---------- Records provided

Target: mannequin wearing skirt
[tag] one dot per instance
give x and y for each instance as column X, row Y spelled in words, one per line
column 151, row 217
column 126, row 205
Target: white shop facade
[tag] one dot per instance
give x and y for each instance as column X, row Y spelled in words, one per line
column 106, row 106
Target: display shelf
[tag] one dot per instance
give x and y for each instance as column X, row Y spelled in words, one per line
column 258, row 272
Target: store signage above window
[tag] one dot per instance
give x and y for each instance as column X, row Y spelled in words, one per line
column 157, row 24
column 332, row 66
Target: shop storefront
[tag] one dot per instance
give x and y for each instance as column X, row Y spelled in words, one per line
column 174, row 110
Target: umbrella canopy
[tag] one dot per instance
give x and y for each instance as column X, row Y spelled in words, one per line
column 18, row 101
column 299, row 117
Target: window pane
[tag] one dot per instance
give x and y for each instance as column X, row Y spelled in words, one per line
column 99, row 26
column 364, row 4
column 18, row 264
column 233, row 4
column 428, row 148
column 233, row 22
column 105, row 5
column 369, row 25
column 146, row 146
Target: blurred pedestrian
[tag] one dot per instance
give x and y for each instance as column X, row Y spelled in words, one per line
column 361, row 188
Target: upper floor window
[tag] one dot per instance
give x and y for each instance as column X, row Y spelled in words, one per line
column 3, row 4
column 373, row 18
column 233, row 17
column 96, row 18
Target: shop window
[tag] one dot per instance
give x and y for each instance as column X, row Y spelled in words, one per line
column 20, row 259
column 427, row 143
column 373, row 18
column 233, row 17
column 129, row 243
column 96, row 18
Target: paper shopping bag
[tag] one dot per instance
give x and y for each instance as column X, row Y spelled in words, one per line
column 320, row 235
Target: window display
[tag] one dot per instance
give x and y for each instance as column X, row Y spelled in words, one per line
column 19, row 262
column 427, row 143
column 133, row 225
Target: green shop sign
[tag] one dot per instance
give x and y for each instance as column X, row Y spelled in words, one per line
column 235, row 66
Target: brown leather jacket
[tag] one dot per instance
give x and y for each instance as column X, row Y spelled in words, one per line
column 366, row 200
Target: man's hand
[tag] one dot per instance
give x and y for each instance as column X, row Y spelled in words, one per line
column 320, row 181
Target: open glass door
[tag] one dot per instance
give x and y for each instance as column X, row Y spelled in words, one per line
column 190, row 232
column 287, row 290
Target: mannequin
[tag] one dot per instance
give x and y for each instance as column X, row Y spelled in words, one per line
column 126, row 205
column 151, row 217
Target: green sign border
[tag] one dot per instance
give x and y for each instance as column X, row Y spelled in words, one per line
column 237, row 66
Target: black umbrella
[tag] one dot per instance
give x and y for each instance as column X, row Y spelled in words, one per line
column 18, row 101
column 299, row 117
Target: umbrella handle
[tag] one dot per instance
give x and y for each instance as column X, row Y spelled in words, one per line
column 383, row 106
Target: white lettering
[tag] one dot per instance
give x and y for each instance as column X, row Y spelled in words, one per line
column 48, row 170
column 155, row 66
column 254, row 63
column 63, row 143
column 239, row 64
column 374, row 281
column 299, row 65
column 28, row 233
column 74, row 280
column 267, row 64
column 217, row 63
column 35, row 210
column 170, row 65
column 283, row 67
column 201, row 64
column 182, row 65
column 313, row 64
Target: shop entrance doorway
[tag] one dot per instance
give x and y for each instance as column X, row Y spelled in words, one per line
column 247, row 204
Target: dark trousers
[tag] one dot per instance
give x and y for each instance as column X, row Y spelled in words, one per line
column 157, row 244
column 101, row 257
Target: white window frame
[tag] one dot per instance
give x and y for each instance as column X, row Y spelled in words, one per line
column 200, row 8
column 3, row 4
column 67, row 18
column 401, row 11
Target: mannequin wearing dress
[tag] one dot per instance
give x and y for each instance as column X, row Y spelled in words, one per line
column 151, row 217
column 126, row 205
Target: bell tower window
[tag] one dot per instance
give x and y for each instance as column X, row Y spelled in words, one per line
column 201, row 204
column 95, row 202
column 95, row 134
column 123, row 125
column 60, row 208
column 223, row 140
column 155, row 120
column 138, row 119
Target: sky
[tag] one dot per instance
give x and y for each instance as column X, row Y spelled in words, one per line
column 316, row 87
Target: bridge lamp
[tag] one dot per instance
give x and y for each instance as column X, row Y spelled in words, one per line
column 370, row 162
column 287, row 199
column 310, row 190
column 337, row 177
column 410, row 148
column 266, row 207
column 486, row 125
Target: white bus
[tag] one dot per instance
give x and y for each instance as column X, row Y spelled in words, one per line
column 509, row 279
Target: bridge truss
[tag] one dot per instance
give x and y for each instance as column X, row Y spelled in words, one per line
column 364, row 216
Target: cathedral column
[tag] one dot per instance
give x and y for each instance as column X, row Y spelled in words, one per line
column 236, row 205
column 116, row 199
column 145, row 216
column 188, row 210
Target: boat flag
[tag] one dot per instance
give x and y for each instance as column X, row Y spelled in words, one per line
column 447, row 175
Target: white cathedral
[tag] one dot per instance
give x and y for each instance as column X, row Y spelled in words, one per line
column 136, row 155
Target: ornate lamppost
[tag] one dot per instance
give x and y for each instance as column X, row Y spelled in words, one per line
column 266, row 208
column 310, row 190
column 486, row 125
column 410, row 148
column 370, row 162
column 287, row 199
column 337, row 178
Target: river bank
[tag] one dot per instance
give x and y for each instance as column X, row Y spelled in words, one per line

--------------------

■ What you need to do
Begin at the line containing "Target: boat flag" and reproduce each line through the end of the records above.

■ Output of the exercise
Target: boat flag
[tag] one dot per instance
give x and y for each instance as column X, row Y spelled in words, one per line
column 447, row 175
Target: white cathedral
[tag] one dot per instance
give x and y for each instance as column X, row Y spelled in words, one per line
column 136, row 155
Target: ornate lamppost
[tag] one dot per instance
give x and y for each instance as column X, row Y spelled in words, one per line
column 266, row 208
column 310, row 190
column 486, row 125
column 410, row 148
column 370, row 162
column 287, row 199
column 337, row 178
Target: river bank
[tag] one dot per instance
give x and y for each instance as column X, row Y spelled in words, one per line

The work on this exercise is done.